▸ **Bloque de texto**:
..............................

Con Pablo De Santis formaba un dúo dinámico y blindado. De Santis era otro que estaba en otro nivel: ya tenía hijos y una novela que me regaló y devoré, El palacio de la noche. Era extraño que trabajaran en Radiolandia 2000. Manejaban un discurso y una ironía que sobresalían en una redacción en la que nadie creía mucho en lo que hacía, pero lo hacía. El tema era escribir y que te pagaran al menos algo por escribir y pasarla bien. Escribir: en una editorial decadente como Abril, en El Porteño o en la revista barrial Hechos & Personajes de Palermo que dirigía el jefe de redacción de Radiolandia, Luis Vázquez. Ahí también colaba alguna nota Polo. Para nosotros, los de 20, 21, representaban los primeros pininos en un oficio todavía impregnado de bohemia. Enrique Sdrech era allí el patriarca de esa bohemia. Iba y venía de Clarín a Radiolandia. Contaba historias fascinantes, citaba tangos (“‘eterna y vieja juventud que me ha dejado acobardado como un pájaro sin luz’, ¿te das cuenta? ¿viste cuando guardás de noche al canario en el galpón de casa? Está muerto de miedo”) o usaba muletillas del estilo “Polo, tenés la manzana rodeada” cuando le pedían una nota desopilante. Polo lo adoraba.

..............................

▸ **Datos de entrada**:
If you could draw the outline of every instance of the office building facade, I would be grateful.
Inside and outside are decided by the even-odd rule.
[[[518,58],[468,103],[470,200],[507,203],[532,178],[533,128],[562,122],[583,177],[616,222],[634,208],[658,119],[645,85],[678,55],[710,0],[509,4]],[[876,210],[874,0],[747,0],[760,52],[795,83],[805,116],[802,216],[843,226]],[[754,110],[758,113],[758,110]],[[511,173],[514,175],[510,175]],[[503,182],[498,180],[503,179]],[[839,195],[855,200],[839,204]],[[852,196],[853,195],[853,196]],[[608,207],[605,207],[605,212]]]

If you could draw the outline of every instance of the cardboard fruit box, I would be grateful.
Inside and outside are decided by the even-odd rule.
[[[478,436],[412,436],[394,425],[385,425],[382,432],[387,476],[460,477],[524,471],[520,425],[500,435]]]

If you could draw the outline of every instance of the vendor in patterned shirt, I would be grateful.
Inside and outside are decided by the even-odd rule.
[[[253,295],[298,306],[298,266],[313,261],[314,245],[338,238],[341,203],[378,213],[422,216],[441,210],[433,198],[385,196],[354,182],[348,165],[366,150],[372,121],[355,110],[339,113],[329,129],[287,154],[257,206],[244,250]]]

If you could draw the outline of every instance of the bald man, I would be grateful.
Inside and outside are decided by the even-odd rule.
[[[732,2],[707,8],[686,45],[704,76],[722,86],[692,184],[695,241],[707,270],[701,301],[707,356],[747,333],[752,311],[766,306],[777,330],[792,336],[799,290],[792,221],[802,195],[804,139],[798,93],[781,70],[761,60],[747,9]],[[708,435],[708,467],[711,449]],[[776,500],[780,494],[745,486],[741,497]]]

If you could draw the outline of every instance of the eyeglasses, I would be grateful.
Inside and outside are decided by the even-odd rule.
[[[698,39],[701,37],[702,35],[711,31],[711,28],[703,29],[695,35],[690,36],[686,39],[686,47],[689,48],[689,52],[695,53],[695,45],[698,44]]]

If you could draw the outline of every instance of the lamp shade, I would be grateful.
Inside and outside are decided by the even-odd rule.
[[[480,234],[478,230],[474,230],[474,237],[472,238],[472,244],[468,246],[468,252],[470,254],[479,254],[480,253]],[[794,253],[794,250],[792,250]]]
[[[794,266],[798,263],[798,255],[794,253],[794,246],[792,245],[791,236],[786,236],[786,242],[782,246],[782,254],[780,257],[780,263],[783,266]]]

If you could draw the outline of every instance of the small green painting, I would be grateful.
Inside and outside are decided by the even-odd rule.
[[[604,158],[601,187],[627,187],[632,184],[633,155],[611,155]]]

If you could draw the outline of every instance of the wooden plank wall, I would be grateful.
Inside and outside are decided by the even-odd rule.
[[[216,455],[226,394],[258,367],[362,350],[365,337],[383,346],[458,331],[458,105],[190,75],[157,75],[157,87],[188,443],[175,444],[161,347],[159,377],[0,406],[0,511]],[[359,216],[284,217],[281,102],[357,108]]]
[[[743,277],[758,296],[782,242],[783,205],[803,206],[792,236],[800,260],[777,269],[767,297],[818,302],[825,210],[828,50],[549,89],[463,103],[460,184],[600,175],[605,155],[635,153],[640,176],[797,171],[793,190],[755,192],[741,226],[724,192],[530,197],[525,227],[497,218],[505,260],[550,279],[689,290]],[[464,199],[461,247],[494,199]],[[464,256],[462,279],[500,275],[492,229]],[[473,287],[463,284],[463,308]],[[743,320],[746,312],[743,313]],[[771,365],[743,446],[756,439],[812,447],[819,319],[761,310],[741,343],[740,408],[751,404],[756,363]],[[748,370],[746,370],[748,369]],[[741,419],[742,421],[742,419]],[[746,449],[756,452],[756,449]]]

..............................

▸ **Tareas del ejercicio**:
1 - Extrae íntegro y sin cambios el texto sobre la redacción de Radiolandia.
2 - De las filas, copia tal cual solo las líneas que van desde la que contiene "painting, I would be grateful." hasta la que contiene "[[[604,158],[601,187],[627,187],[632,184],[633,155],[611,155]]]", ambas incluidas.

▸ **Resultados**:
1 -
Con Pablo De Santis formaba un dúo dinámico y blindado. De Santis era otro que estaba en otro nivel: ya tenía hijos y una novela que me regaló y devoré, El palacio de la noche. Era extraño que trabajaran en Radiolandia 2000. Manejaban un discurso y una ironía que sobresalían en una redacción en la que nadie creía mucho en lo que hacía, pero lo hacía. El tema era escribir y que te pagaran al menos algo por escribir y pasarla bien. Escribir: en una editorial decadente como Abril, en El Porteño o en la revista barrial Hechos & Personajes de Palermo que dirigía el jefe de redacción de Radiolandia, Luis Vázquez. Ahí también colaba alguna nota Polo. Para nosotros, los de 20, 21, representaban los primeros pininos en un oficio todavía impregnado de bohemia. Enrique Sdrech era allí el patriarca de esa bohemia. Iba y venía de Clarín a Radiolandia. Contaba historias fascinantes, citaba tangos (“‘eterna y vieja juventud que me ha dejado acobardado como un pájaro sin luz’, ¿te das cuenta? ¿viste cuando guardás de noche al canario en el galpón de casa? Está muerto de miedo”) o usaba muletillas del estilo “Polo, tenés la manzana rodeada” cuando le pedían una nota desopilante. Polo lo adoraba.

2 -
If you could draw the outline of every instance of the small green painting, I would be grateful.
Inside and outside are decided by the even-odd rule.
[[[604,158],[601,187],[627,187],[632,184],[633,155],[611,155]]]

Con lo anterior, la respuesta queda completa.